*Übungsaufgabe*: Schreiben Sie den Abschnitt des Lesetextes von „Hinter Chaudet auf“ bis „des zweiten Feldarmeekorps.“ um und setzen Sie dabei „Diplomaten“ an die Stelle von „Militärattachés“.

Vater hatte Platzkarten organisiert, schräg vis-à-vis der Ehrentribüne. Dort stand Bundesrat und EMD-Chef Paul Chaudet im schwarzen Zweireiher auf einem Podest, sich immer wieder den Hut vom Kopf reissend, um den Fahnen der Truppe seine Ehre zu erweisen. Der Waadtländer Magistrat war just dabei, sich in seinen saftigen Mirage-Skandal zu verheddern: Einhundert Jets waren bestellt, die ruinösen Kosten aber noch unbekannt.

Hinter Chaudet auf der Tribüne waren durch Vaters Offiziers-Feldstecher die Honoratioren der Wirtschaft zu ­sehen, der Politik, der Armee, die ­bürgerliche, männliche Elite des Landes – abwesend die Kultur- und Kunstschaffenden. Militärattachés aus 15 Ländern befanden sich darunter, samt Prinz Konstantin von Griechenland. Die schicken fremden Uniformen wirkten besonders flott neben den Schweizer Offiziers-Gwändli. Und dann diese Massen an Menschen. Derart viele hatten sich in der Schweiz vielleicht noch nie freiwillig versammelt zur gleichen Stunde am selben Ort. Entlang der Piste sassen auf eigens errichteten Tribünen 240 000 Frauen, Männer und Kinder und erwarteten die 35 000 Soldaten des zweiten Feldarmeekorps.

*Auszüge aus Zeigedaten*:
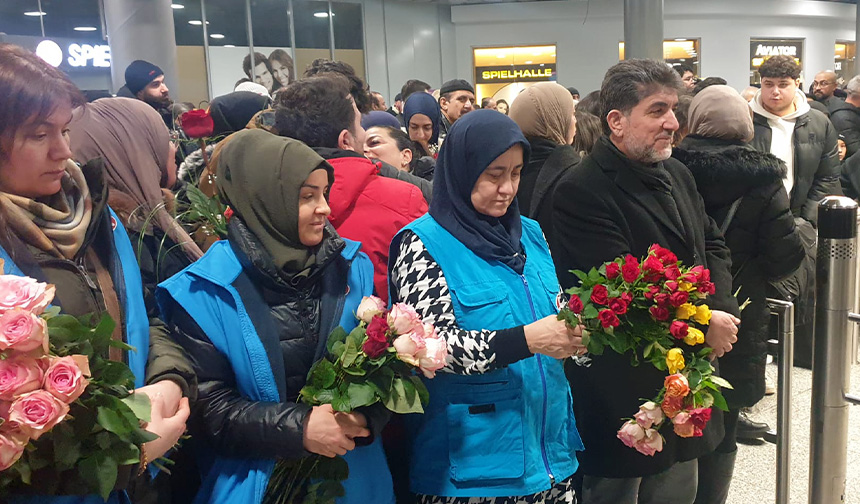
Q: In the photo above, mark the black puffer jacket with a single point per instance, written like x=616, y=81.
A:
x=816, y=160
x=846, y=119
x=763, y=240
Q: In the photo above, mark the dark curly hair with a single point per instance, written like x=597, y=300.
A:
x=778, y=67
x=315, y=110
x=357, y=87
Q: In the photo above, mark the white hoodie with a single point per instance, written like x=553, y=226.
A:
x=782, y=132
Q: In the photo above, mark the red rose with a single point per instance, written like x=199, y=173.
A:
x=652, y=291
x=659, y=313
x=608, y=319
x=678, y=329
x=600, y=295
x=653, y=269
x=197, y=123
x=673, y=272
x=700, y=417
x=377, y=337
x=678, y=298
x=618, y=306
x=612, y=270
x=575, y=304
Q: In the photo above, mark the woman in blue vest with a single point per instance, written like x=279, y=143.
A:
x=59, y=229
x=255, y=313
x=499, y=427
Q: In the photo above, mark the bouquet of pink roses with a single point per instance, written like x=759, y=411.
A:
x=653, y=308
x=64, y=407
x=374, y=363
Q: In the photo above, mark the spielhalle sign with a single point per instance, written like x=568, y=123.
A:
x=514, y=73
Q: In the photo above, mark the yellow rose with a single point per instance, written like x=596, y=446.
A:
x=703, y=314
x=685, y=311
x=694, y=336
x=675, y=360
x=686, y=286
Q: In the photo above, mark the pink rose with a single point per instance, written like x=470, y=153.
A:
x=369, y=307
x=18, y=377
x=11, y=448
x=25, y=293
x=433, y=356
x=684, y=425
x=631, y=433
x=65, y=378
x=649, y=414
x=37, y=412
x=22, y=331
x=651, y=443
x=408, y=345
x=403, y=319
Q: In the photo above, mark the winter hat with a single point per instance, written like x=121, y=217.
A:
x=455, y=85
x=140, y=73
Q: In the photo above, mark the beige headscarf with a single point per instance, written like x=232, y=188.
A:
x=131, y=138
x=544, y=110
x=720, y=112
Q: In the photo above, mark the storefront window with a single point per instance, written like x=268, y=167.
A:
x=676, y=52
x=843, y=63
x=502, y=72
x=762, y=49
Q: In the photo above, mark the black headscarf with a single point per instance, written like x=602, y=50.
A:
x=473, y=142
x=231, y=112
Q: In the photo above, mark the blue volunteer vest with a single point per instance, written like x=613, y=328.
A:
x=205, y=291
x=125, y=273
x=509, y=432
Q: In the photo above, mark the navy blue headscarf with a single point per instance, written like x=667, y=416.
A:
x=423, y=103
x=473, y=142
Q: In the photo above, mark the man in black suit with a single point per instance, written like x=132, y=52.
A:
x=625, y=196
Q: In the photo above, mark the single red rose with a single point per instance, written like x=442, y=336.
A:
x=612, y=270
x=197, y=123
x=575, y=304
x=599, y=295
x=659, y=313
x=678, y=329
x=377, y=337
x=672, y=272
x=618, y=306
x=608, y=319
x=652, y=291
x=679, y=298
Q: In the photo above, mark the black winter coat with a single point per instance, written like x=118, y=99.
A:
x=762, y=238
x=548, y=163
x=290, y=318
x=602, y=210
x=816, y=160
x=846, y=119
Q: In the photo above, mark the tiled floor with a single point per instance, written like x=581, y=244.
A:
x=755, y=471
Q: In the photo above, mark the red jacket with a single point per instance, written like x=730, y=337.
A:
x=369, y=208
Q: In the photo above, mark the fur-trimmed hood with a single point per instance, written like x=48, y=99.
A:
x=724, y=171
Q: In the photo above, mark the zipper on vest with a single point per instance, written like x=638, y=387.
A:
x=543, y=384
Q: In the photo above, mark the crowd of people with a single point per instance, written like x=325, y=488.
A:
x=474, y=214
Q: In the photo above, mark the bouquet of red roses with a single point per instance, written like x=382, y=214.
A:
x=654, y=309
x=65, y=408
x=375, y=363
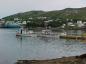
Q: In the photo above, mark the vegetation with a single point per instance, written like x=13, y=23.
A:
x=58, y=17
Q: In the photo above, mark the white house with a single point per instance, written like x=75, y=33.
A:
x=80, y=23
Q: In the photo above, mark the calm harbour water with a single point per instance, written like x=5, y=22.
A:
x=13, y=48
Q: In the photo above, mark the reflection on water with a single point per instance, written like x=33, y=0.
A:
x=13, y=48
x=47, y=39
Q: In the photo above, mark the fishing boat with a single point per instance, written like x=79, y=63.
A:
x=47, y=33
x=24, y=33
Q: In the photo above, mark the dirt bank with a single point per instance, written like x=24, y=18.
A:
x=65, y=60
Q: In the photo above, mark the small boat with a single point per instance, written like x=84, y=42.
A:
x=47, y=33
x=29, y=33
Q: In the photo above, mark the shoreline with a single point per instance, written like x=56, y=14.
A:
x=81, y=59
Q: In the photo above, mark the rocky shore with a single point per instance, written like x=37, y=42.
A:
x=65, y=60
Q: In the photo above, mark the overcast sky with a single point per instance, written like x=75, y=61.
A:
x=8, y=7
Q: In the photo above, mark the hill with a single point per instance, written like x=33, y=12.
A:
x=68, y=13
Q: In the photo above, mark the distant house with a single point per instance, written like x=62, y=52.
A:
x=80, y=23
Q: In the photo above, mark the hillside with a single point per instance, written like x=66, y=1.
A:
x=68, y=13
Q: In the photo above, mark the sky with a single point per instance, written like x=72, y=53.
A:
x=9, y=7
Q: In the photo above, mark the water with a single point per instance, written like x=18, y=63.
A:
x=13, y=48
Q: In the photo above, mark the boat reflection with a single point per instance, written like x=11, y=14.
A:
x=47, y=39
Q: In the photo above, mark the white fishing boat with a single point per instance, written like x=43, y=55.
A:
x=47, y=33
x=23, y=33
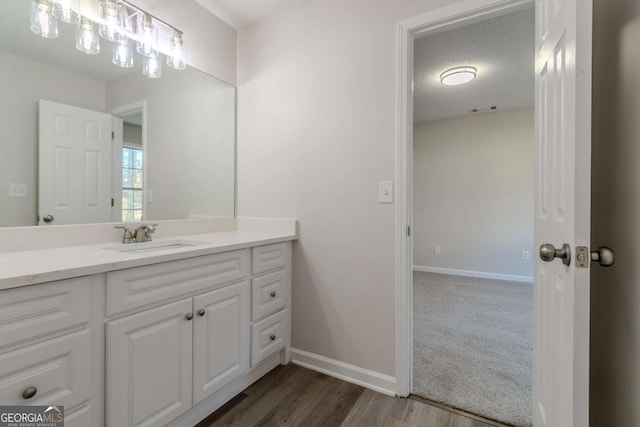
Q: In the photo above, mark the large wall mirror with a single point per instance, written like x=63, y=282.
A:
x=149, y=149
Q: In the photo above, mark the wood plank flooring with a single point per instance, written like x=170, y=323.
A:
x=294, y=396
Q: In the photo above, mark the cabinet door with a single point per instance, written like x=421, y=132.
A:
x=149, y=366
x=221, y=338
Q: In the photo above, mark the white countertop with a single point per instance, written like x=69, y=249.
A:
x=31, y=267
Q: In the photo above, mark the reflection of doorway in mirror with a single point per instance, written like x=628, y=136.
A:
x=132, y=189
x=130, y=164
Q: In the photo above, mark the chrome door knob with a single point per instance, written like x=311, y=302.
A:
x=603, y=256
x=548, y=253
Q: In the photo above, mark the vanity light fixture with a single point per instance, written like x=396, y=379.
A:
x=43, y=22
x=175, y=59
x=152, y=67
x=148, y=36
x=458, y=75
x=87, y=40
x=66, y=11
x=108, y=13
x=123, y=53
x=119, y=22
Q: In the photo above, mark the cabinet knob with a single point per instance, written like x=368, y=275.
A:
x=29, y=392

* * *

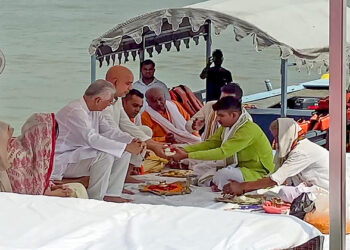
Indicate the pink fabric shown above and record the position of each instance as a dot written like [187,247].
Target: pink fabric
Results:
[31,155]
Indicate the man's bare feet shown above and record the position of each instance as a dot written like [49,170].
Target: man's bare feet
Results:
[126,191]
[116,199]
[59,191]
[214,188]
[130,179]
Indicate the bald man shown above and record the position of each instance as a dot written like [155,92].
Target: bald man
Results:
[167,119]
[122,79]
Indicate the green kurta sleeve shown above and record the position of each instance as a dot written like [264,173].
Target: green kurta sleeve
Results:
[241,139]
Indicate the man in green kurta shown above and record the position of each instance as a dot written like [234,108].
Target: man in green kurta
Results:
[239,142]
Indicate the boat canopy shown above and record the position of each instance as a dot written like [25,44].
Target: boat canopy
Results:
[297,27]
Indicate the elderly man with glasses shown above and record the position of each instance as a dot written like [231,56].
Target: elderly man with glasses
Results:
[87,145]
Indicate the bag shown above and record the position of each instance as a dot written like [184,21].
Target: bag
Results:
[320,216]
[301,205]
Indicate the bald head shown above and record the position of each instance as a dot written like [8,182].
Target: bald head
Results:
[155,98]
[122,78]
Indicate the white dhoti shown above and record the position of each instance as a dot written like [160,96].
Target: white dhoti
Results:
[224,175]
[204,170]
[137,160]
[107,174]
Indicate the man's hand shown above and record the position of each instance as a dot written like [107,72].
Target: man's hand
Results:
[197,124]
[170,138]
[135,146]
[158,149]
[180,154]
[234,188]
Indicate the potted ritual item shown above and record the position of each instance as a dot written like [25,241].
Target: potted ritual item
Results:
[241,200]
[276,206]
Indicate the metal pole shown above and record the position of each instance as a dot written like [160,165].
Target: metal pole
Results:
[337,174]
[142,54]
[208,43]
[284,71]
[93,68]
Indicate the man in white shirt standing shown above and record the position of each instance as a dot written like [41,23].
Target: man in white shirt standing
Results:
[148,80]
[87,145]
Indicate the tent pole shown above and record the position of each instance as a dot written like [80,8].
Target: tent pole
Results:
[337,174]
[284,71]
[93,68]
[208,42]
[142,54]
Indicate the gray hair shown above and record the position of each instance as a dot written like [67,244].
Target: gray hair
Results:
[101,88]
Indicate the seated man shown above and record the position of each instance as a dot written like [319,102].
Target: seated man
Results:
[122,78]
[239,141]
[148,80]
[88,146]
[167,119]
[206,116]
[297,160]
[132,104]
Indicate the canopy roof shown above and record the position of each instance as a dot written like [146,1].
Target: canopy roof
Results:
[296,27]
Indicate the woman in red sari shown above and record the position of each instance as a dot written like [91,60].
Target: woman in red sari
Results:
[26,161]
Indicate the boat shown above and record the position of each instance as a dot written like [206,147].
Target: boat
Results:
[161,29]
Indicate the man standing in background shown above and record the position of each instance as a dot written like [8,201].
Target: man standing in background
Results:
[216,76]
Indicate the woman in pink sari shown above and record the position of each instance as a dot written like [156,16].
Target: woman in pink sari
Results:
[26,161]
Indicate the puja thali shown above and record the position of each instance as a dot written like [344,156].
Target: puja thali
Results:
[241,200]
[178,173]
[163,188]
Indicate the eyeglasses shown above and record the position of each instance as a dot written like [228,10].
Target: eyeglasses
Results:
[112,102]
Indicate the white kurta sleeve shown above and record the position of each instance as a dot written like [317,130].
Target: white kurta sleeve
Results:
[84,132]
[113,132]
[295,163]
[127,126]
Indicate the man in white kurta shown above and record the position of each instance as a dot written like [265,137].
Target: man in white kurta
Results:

*Lösung*:
Hinter Chaudet auf der Tribüne waren durch Vaters Offiziers-Feldstecher die Honoratioren der Wirtschaft zu ­sehen, der Politik, der Armee, die ­bürgerliche, männliche Elite des Landes – abwesend die Kultur- und Kunstschaffenden. Diplomaten aus 15 Ländern befanden sich darunter, samt Prinz Konstantin von Griechenland. Die schicken fremden Uniformen wirkten besonders flott neben den Schweizer Offiziers-Gwändli. Und dann diese Massen an Menschen. Derart viele hatten sich in der Schweiz vielleicht noch nie freiwillig versammelt zur gleichen Stunde am selben Ort. Entlang der Piste sassen auf eigens errichteten Tribünen 240 000 Frauen, Männer und Kinder und erwarteten die 35 000 Soldaten des zweiten Feldarmeekorps.